* Start Given entries *
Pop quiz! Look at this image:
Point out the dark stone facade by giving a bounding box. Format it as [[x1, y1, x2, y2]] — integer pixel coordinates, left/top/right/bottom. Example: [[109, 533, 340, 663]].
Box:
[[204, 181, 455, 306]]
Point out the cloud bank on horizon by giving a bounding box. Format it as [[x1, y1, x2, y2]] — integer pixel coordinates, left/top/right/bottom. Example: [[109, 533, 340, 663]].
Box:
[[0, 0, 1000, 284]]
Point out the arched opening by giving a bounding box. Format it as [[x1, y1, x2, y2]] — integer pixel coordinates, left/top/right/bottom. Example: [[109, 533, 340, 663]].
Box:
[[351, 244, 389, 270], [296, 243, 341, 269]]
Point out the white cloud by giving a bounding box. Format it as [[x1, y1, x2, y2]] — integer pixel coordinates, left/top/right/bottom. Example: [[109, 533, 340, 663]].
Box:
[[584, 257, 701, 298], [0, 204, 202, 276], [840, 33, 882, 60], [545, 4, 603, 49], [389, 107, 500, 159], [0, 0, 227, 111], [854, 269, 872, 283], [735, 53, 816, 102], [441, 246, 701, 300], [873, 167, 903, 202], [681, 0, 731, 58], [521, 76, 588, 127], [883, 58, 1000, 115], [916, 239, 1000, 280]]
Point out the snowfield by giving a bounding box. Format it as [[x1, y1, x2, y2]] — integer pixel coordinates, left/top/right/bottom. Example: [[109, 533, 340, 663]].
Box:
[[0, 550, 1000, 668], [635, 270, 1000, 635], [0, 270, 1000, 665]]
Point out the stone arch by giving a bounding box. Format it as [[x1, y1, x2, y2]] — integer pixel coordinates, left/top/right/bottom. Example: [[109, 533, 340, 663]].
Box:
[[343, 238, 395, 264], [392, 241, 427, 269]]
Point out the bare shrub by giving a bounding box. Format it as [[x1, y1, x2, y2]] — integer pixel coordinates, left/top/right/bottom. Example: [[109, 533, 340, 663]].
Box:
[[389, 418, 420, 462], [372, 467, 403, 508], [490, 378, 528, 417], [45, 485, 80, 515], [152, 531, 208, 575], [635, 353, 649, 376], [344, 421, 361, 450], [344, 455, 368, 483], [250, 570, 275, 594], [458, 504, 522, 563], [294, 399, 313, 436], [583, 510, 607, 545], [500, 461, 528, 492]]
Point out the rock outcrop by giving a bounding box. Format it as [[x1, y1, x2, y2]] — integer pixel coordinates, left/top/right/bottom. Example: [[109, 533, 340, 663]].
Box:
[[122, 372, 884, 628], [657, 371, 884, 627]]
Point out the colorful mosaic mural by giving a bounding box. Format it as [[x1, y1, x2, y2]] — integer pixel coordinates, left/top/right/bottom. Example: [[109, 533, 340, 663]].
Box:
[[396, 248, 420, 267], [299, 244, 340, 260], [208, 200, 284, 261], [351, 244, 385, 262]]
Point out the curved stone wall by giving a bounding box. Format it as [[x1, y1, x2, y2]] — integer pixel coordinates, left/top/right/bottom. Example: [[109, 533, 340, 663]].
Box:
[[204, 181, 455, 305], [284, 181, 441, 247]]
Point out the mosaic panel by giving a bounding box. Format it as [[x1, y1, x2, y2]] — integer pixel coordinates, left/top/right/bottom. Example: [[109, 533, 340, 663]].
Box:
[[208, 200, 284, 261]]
* End Given entries *
## [Do this]
Reproduce the records word for word, from the line containing "Point out the snowfield" through the last line of the records.

## [In response]
Point out the snowfield by giving a bounding box. Format it as [[x1, y1, x2, y2]] — integer pixel coordinates, left/top/right/bottom. Example: [[109, 533, 340, 663]].
Box:
[[0, 550, 1000, 668], [635, 270, 1000, 635], [0, 270, 1000, 665]]
Point out the stone arch by giving a bounding box. Format it as [[x1, y1, x2, y2]] — integer pixel coordinates, left/top/right/bottom. Example: [[109, 533, 340, 663]].
Box:
[[343, 238, 395, 264], [392, 241, 427, 269]]
Point out the bare shrub by giving a bounding box. Format it as [[x1, y1, x2, y2]] — integer pixel coordinates, left/top/right/bottom. Example: [[109, 533, 340, 663]].
Box:
[[389, 418, 420, 462], [372, 467, 403, 508], [490, 378, 528, 417], [45, 485, 80, 515], [152, 531, 208, 575], [635, 353, 649, 376], [344, 421, 361, 450], [344, 455, 368, 483], [250, 570, 275, 594], [458, 504, 522, 563], [294, 399, 313, 436], [583, 510, 607, 545], [500, 461, 528, 492]]
Point out the rock outcrop by giving a bounding box. Format it as [[x1, y1, x2, y2]] — integer pixel coordinates, left/top/right/bottom. Example: [[109, 533, 340, 663]].
Box:
[[122, 372, 884, 628], [657, 371, 884, 627]]
Point out the colorful mosaic mural by giving a bounding box. Format it as [[x1, y1, x2, y2]] — integer pixel coordinates, left/top/right/bottom. Example: [[109, 533, 340, 663]].
Box:
[[396, 248, 420, 267], [299, 244, 340, 260], [208, 200, 284, 261], [351, 244, 385, 262]]
Point out the curved stone wall by giving a bounding box. Format it as [[x1, y1, x2, y2]] — integer pixel coordinates, left/top/right/bottom. Example: [[109, 533, 340, 663]].
Box:
[[204, 181, 455, 305], [284, 181, 441, 247]]
Point out the mosaic panel by giving a bounding box. Format it as [[x1, y1, x2, y2]] — integer pixel coordinates, left/top/right/bottom. Example: [[109, 533, 340, 663]].
Box:
[[208, 200, 284, 261]]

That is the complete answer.